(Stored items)
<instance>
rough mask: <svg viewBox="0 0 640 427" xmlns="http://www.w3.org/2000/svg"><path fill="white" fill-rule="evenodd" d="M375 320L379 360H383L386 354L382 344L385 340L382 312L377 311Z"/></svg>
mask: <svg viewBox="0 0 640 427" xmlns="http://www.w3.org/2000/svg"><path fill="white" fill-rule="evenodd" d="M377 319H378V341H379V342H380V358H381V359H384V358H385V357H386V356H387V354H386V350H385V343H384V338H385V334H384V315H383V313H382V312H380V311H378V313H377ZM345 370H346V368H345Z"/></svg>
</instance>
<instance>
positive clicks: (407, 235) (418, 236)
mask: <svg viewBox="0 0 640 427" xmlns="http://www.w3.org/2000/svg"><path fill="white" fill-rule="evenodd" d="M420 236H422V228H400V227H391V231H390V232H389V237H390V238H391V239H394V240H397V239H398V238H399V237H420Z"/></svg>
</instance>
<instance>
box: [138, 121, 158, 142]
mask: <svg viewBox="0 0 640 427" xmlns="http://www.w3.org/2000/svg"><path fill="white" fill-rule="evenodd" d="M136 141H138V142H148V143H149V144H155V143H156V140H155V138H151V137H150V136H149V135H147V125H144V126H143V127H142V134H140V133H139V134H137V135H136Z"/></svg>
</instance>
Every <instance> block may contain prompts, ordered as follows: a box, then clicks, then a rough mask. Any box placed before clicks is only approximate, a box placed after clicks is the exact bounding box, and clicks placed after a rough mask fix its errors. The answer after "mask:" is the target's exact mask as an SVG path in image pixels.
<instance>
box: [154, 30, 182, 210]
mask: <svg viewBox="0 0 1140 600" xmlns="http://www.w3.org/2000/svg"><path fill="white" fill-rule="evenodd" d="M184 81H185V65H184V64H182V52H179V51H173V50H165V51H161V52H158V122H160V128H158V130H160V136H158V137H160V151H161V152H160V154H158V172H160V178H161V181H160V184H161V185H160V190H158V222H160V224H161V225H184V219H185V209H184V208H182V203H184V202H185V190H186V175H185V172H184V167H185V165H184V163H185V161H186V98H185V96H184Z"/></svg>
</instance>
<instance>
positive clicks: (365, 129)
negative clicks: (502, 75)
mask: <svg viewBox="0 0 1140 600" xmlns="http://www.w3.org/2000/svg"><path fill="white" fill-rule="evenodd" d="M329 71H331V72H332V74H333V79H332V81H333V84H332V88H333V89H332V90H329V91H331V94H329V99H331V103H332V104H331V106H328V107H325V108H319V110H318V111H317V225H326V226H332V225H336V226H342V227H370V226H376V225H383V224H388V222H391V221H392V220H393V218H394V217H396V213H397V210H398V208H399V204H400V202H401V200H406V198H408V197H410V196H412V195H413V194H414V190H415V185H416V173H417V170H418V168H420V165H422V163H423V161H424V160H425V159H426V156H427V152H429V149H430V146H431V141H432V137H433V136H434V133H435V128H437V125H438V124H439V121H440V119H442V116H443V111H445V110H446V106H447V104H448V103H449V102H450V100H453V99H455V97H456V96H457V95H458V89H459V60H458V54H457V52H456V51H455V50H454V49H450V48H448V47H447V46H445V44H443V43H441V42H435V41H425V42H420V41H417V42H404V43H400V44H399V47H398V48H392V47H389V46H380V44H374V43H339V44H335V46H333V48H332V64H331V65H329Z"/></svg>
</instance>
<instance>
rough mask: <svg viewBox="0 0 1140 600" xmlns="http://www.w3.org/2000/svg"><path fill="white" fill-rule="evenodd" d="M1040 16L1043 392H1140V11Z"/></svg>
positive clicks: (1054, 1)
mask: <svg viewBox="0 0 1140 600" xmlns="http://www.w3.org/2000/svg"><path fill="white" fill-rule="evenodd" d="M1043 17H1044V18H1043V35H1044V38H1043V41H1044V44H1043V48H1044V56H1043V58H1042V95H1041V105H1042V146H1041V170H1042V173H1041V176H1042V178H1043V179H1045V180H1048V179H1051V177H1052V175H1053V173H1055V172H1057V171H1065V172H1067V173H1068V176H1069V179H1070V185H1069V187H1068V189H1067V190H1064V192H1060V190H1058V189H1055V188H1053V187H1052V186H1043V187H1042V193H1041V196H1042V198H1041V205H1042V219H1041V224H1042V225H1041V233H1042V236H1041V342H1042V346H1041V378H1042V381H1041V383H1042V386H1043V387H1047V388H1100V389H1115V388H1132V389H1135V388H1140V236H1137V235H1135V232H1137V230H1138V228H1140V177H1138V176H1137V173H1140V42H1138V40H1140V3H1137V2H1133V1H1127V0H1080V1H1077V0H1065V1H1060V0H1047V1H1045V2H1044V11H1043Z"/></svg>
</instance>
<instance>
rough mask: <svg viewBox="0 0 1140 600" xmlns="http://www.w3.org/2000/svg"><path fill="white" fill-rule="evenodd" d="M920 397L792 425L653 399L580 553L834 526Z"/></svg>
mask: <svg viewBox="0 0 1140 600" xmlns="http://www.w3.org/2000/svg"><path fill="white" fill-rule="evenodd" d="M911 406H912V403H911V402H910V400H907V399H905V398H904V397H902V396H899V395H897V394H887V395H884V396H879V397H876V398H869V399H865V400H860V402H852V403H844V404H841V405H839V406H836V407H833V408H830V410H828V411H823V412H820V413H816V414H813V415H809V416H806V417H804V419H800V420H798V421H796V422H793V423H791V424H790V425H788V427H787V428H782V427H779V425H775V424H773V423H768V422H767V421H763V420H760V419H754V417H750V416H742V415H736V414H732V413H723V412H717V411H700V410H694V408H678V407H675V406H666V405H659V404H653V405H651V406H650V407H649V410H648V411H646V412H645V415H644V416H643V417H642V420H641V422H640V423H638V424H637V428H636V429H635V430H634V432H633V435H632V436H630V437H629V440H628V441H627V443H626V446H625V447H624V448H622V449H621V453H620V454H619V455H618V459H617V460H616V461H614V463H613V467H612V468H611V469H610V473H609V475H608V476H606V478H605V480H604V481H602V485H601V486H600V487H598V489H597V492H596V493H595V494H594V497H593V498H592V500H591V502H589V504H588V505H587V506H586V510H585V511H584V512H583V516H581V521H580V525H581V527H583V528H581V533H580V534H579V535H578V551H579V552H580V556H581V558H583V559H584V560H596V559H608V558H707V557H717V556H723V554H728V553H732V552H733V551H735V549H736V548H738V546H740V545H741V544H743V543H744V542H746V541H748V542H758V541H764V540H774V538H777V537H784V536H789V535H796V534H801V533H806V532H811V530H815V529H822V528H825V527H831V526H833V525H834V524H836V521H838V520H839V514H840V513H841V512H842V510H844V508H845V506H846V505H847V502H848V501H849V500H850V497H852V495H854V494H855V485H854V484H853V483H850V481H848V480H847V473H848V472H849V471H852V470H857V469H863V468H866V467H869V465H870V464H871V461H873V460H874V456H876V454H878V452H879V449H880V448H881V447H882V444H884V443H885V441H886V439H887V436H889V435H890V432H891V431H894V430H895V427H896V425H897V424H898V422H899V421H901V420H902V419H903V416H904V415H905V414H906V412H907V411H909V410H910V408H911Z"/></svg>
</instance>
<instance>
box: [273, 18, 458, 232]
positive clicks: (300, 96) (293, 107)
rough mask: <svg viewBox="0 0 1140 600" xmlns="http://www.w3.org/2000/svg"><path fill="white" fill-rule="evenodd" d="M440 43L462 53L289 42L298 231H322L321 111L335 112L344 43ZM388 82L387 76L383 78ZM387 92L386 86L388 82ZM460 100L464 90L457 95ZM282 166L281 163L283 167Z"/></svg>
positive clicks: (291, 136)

* _WORK TO COMPLETE_
Copy every line of the items above that contains the string "clicks".

* _EXERCISE RESPONSE_
positive clicks: (407, 235) (418, 236)
Every <instance> block may contain prompts, ordered as follows: a box, then clicks, then a rough mask. Any box placed before clicks is only approximate, a box placed after clicks is the exact bounding box, and clicks placed after a rough mask fix its errors. The answer after "mask:" is the target's exact mask as an SVG path in image pixels.
positive clicks: (365, 129)
negative clicks: (502, 75)
positive clicks: (1054, 1)
positive clicks: (300, 96) (293, 107)
positive clicks: (291, 136)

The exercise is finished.